▶ **ABOUT THIS TASK**
In the entries that follow, copy exactly each line from the first through the line with "box: [44, 15, 120, 47]".

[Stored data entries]
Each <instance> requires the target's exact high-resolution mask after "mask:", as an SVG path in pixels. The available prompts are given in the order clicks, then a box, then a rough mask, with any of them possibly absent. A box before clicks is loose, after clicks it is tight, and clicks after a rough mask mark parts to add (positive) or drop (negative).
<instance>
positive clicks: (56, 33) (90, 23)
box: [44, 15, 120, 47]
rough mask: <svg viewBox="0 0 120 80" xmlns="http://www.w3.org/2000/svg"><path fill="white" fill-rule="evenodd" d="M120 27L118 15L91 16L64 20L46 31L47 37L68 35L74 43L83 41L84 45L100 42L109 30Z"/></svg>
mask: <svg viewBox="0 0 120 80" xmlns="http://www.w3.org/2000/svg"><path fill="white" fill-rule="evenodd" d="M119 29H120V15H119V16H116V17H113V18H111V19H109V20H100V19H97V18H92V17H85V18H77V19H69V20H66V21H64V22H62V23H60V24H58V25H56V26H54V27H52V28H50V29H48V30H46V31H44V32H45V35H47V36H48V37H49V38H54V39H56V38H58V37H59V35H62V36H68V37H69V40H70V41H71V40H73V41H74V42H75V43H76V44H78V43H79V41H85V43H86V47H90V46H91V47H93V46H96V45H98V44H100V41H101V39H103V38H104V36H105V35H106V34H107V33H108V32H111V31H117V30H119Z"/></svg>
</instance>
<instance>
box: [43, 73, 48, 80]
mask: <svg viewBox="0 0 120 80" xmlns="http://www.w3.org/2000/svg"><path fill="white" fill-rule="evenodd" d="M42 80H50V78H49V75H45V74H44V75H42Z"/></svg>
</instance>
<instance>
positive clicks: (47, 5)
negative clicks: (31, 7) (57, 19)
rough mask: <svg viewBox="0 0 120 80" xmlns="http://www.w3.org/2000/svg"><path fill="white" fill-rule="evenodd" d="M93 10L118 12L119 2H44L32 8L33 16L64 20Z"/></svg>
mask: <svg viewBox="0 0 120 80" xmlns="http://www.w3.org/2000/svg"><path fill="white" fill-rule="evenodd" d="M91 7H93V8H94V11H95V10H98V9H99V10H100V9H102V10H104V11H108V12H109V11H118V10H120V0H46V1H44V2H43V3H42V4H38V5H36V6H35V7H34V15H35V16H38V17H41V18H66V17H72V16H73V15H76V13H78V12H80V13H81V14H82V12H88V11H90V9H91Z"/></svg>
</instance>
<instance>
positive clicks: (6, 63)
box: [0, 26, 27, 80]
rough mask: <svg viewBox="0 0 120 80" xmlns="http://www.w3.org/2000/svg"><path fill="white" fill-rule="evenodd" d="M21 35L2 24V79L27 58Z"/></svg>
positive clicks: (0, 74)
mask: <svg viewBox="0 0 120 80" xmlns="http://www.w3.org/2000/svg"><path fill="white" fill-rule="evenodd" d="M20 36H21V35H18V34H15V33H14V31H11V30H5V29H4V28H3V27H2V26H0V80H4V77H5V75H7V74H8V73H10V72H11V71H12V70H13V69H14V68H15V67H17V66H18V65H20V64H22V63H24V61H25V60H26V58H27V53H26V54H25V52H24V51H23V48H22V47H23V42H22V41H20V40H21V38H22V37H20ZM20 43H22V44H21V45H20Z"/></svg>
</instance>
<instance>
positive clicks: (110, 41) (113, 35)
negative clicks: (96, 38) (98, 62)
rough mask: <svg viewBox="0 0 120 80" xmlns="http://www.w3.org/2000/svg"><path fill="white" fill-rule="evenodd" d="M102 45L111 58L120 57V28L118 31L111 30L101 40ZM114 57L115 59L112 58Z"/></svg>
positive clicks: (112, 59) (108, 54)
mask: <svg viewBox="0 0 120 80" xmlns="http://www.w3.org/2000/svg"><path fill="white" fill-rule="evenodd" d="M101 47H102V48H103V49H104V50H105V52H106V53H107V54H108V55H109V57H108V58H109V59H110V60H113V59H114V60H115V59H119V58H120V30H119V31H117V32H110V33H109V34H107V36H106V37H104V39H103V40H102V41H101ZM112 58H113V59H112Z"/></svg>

▶ **WRITTEN ANSWER**
Each <instance> requires the target's exact high-resolution mask after "mask:", as an SVG path in pixels. The available prompts are given in the order clicks, then a box, then a rough mask, with any of them possibly absent. A box before clicks is loose, after clicks it is tight, and clicks after a rough mask mark parts to add (positive) or drop (negative).
<instance>
positive clicks: (56, 33) (90, 23)
box: [44, 15, 120, 47]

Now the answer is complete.